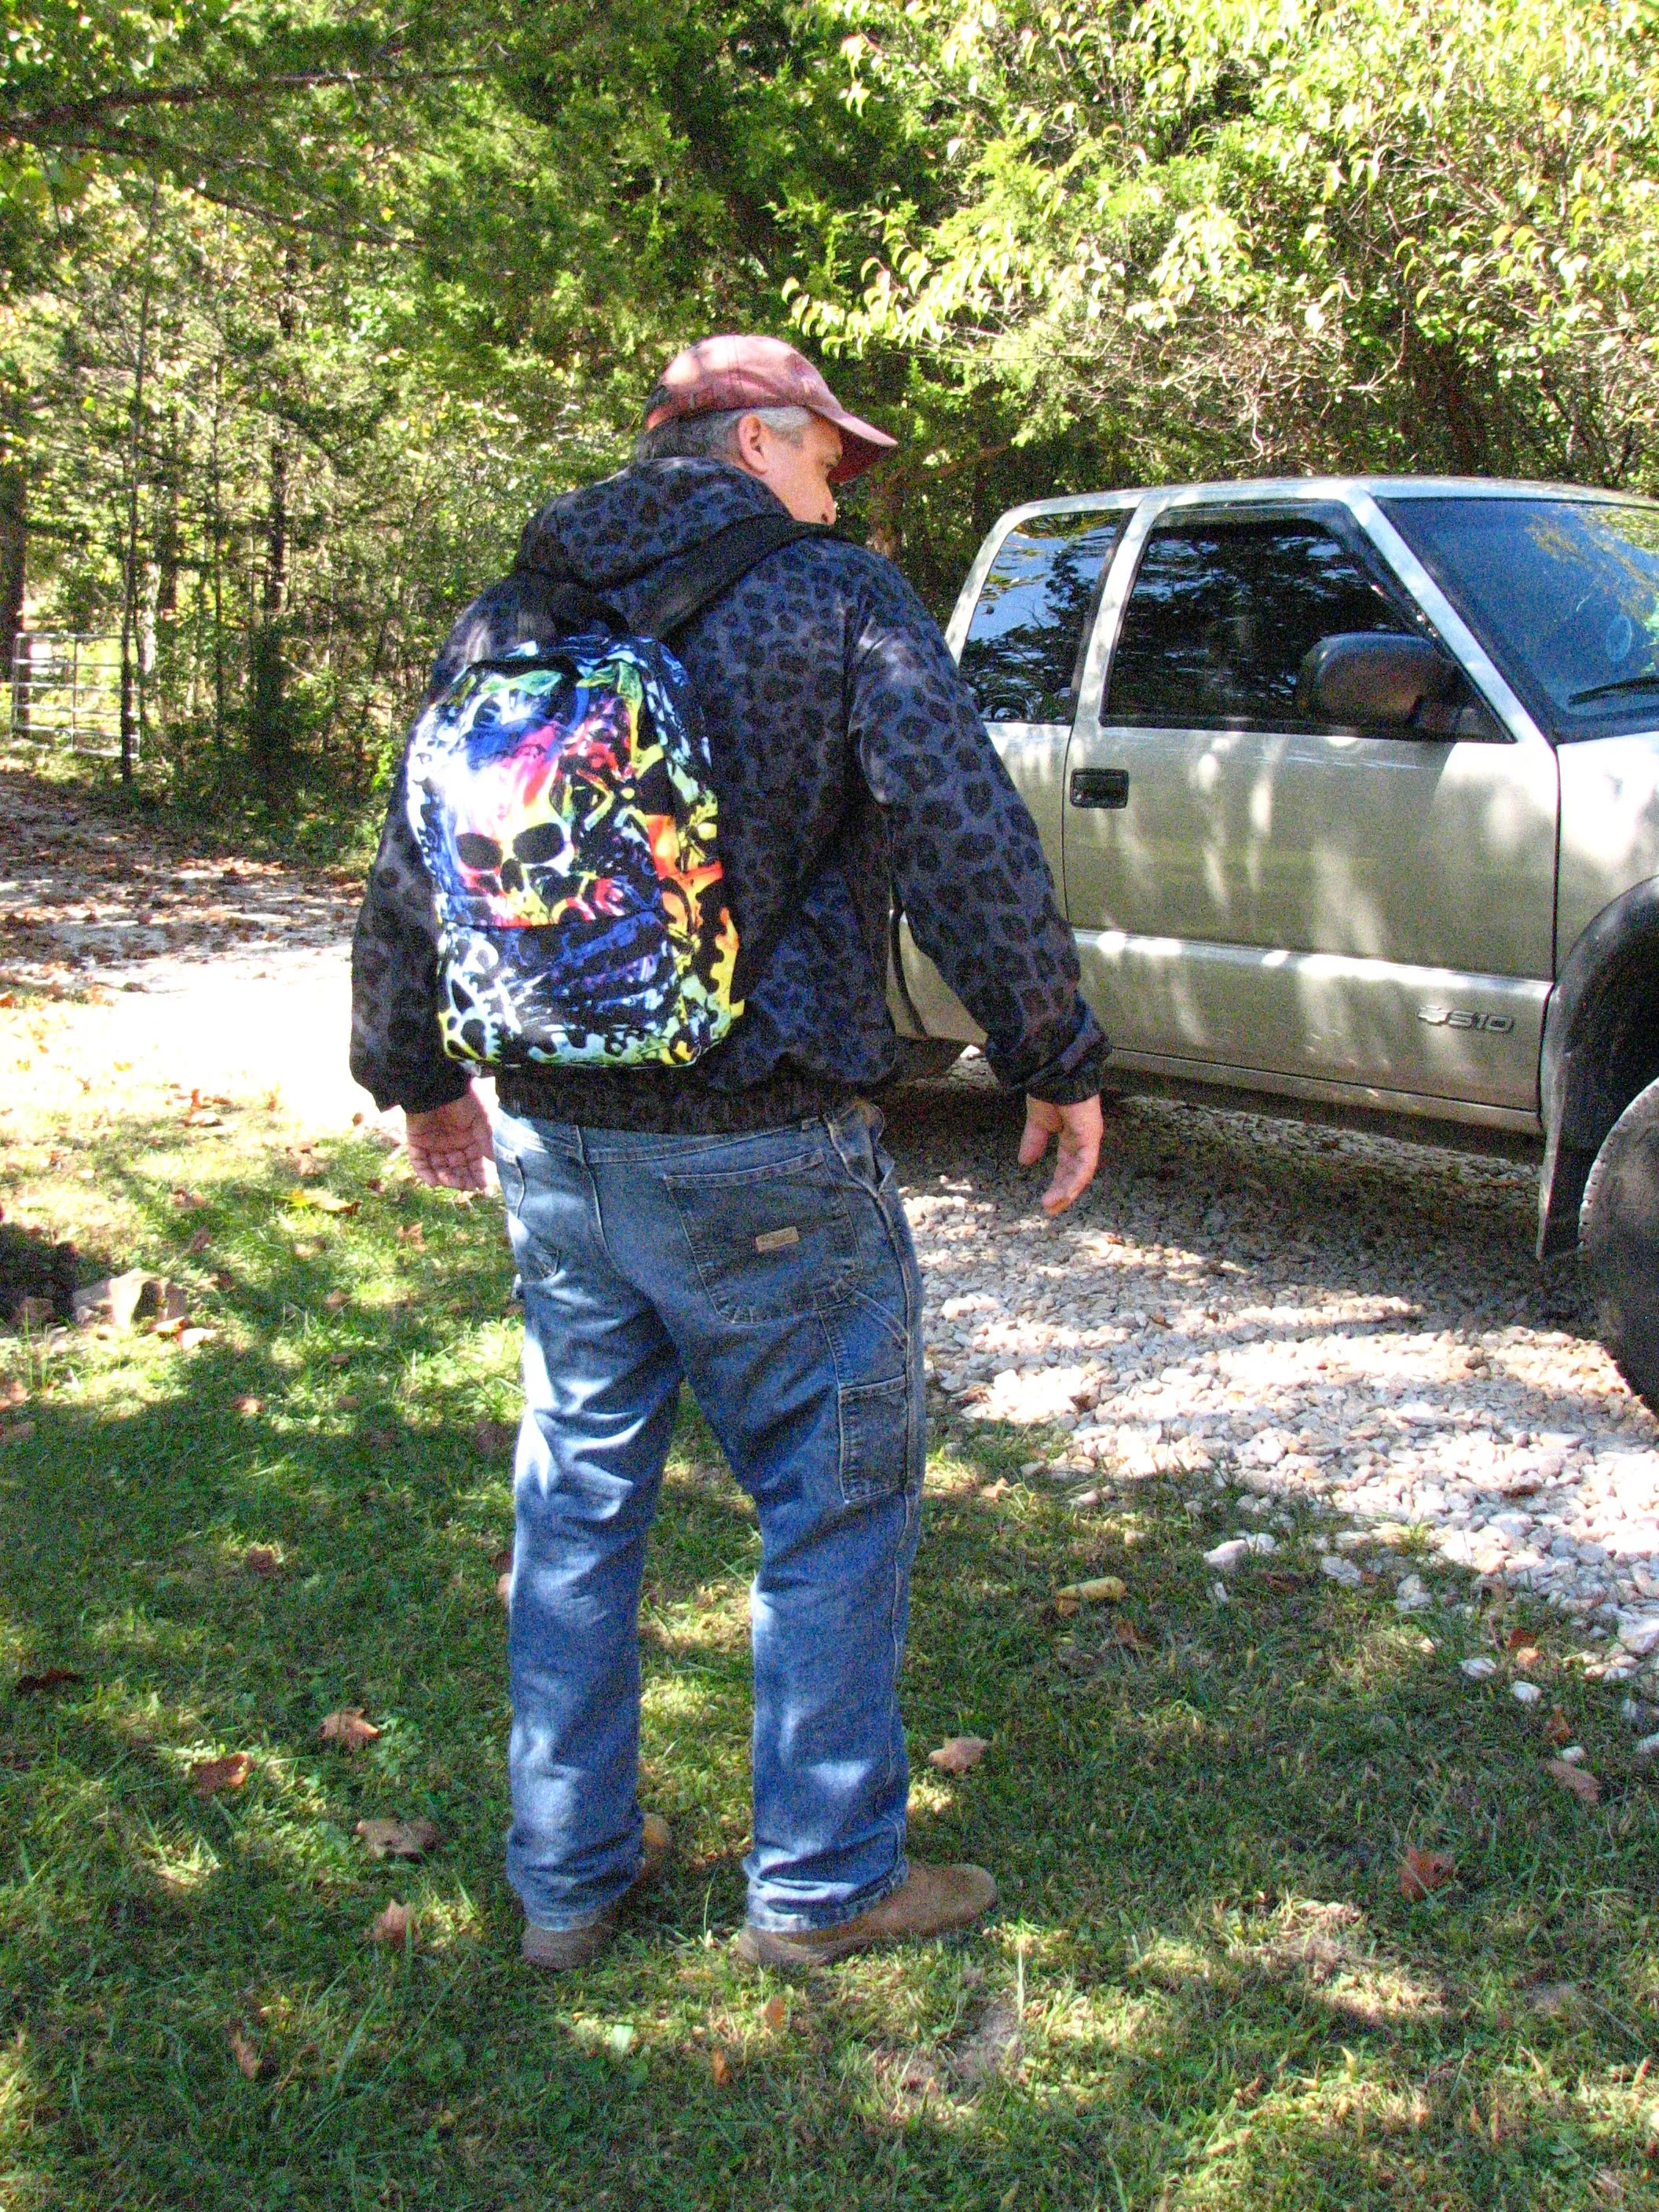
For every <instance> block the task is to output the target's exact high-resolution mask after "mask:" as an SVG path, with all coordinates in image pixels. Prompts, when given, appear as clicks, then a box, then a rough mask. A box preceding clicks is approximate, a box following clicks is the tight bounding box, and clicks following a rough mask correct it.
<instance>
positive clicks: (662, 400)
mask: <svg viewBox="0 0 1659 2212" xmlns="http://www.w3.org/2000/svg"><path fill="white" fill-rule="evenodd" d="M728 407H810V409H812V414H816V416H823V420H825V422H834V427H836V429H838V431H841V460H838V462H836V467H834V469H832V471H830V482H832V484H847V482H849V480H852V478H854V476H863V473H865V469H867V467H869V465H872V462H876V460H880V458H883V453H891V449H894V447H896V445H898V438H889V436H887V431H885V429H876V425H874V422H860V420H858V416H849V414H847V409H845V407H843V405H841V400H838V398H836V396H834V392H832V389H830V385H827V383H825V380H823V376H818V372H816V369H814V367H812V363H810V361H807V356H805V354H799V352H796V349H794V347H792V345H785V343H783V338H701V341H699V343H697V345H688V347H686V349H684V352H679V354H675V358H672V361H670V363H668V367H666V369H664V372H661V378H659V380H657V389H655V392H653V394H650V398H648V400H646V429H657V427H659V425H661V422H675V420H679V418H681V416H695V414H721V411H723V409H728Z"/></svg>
---
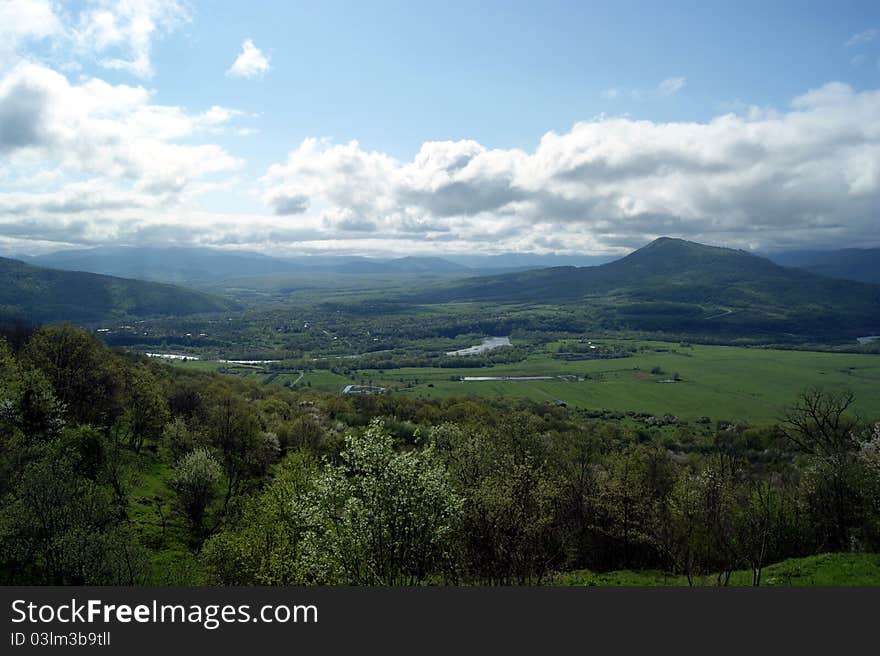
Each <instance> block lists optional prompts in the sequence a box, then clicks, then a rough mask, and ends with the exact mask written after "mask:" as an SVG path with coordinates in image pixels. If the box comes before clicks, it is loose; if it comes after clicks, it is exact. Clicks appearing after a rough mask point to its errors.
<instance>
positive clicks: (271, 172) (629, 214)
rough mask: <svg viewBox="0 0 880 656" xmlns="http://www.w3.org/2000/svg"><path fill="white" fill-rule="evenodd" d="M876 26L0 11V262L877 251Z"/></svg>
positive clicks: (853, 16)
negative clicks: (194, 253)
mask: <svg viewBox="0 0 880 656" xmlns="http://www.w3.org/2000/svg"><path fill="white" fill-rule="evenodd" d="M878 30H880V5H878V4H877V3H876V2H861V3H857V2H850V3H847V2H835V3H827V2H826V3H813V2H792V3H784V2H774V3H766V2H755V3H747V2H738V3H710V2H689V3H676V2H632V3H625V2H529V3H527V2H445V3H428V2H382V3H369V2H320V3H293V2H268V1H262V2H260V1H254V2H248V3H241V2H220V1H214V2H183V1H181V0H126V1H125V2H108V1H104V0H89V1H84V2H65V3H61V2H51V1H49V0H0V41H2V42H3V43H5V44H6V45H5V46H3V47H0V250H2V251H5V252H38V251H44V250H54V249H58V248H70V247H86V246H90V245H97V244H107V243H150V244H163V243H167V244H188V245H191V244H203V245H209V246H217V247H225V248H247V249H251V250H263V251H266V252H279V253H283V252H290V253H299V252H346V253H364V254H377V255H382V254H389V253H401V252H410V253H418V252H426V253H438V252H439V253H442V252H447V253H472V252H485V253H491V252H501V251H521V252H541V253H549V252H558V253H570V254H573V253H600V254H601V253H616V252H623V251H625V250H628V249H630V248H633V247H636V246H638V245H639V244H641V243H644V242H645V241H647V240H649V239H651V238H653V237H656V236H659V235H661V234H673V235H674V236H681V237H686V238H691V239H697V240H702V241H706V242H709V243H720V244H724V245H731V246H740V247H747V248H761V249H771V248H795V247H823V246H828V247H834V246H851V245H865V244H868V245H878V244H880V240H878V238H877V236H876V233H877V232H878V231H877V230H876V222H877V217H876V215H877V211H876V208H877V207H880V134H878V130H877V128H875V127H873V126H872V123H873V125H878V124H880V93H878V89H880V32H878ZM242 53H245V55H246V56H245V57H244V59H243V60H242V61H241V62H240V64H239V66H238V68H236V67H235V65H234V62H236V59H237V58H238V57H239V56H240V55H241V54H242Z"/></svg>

EXERCISE PROMPT |
An exact copy of the lines above between the line holding "Each <instance> block" and the line holding "positive clicks: (853, 16)", inclusive, is the whole answer.

SOLUTION TO THIS EXERCISE |
Each <instance> block lists optional prompts in the sequence a box, then clicks, then a rough mask, and ends with the exact mask written after "mask:" as an SVG path with coordinates in image pixels. If the box comes before clicks, it is loose; if it comes after clicks, it is exact. Clicks appearing after a rough mask point to its errors.
<instance>
positive clicks: (271, 172) (629, 214)
rough mask: <svg viewBox="0 0 880 656" xmlns="http://www.w3.org/2000/svg"><path fill="white" fill-rule="evenodd" d="M876 26L0 11V262L877 251Z"/></svg>
positive clicks: (853, 16)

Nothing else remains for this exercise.